Provided data:
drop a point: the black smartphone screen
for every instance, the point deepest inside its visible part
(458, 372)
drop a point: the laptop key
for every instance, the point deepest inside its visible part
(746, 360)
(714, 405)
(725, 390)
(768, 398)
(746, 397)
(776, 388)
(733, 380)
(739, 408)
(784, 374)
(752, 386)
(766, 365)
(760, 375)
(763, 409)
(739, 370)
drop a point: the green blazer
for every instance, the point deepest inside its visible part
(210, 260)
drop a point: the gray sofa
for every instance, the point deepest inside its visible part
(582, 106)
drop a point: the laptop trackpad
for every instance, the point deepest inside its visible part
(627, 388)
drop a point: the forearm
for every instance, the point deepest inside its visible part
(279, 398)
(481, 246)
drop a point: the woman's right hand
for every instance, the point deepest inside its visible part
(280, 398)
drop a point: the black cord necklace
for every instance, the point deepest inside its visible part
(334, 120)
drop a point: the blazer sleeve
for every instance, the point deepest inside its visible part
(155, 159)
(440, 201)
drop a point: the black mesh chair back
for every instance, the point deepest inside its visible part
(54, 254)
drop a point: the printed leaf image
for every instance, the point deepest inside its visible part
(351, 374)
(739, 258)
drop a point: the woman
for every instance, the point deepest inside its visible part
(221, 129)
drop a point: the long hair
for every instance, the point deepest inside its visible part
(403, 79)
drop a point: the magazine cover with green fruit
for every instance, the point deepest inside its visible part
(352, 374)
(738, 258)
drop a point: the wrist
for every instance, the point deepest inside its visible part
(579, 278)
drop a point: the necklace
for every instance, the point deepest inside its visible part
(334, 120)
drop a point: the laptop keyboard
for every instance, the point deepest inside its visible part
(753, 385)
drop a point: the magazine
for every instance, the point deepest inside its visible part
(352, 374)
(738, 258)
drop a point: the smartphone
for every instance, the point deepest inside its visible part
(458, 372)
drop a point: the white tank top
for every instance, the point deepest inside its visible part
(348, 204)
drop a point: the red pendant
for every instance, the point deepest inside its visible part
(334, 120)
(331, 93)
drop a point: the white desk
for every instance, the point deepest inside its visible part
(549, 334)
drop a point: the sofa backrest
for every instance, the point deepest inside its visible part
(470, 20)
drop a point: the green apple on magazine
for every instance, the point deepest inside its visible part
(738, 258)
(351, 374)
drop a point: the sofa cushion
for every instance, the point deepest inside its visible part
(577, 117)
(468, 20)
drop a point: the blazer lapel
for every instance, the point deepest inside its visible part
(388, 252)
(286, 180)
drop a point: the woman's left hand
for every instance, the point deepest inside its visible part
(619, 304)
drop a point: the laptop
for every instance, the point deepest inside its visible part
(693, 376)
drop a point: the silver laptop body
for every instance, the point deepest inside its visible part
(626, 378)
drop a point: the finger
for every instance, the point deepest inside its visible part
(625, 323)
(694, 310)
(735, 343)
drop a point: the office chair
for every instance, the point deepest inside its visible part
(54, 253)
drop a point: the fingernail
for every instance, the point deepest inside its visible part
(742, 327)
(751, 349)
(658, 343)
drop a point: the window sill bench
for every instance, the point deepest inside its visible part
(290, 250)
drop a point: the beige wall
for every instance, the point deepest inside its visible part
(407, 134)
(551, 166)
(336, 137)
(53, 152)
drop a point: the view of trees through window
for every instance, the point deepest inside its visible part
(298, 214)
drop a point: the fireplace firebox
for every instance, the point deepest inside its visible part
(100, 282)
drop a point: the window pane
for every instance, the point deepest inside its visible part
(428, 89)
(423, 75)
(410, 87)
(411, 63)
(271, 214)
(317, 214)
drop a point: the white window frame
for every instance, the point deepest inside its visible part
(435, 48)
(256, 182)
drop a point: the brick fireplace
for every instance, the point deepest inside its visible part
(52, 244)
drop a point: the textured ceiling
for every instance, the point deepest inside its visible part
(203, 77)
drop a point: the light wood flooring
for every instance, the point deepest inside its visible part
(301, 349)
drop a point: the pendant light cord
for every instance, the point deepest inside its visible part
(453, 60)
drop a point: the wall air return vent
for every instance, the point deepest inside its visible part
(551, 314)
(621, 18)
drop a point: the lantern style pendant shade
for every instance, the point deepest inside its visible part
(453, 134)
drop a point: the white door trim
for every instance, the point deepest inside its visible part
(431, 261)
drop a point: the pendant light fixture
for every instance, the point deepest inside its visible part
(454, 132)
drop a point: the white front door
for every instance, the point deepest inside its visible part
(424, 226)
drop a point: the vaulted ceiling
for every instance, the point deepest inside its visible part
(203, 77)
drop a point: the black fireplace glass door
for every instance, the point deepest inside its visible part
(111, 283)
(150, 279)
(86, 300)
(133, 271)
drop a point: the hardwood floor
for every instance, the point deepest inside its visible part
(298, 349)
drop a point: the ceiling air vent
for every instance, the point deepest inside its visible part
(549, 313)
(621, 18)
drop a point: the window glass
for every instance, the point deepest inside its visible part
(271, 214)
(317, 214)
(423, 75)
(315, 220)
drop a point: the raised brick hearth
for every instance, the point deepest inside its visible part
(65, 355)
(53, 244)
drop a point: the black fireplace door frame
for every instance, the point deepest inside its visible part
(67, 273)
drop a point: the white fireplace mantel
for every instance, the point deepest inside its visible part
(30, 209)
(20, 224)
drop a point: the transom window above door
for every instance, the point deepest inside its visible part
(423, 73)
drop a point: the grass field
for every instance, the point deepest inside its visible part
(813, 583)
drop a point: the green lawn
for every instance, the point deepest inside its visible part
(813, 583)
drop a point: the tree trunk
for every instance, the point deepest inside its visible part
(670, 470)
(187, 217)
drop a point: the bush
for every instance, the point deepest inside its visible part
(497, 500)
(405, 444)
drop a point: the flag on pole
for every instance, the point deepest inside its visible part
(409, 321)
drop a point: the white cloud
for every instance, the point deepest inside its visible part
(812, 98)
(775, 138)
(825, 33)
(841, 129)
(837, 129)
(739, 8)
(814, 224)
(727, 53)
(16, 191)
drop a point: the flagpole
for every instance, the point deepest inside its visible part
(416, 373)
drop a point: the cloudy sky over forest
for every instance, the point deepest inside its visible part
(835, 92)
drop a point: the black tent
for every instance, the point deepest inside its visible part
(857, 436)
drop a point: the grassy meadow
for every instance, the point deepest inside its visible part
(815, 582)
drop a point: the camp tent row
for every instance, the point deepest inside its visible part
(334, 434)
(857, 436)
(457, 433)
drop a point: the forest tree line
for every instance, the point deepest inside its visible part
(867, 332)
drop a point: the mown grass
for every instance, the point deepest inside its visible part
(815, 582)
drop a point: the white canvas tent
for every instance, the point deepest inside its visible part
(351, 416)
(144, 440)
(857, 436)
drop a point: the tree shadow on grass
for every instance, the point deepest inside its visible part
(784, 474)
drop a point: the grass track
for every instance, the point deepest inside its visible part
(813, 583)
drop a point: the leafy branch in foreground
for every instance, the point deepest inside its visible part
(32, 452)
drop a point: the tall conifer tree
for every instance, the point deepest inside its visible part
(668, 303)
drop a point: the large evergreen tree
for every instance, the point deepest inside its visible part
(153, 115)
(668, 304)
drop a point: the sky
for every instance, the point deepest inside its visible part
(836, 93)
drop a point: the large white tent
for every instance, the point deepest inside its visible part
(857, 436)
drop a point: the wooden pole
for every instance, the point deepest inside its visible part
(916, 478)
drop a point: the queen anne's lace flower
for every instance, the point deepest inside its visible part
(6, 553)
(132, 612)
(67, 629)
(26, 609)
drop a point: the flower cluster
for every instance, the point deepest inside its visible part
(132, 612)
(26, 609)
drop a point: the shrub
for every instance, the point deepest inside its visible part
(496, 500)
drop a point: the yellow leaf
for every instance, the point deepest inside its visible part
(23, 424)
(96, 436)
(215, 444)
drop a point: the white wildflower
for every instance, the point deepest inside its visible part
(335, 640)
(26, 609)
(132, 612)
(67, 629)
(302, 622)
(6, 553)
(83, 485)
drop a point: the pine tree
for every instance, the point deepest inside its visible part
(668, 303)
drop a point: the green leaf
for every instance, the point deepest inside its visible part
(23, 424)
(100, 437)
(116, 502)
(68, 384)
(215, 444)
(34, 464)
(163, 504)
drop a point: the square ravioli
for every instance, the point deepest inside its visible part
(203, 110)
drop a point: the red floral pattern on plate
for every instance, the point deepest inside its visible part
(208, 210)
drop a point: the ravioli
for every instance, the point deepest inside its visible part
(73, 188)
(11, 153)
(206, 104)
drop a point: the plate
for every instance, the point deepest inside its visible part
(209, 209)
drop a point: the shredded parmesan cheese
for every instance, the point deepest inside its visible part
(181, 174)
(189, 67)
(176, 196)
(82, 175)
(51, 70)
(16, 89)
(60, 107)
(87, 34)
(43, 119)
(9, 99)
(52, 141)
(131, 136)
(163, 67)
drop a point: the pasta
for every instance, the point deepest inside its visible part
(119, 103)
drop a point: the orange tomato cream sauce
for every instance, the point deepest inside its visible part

Task to carry out: Reproduce word for word the stretch of the records from the line containing "drop a point: the pasta" through the last line of the records.

The reply:
drop a point: the pasta
for every instance, the point deepest inside its visible part
(119, 103)
drop a point: the orange tomato cream sauce
for every instance, the point deepest inside its visible part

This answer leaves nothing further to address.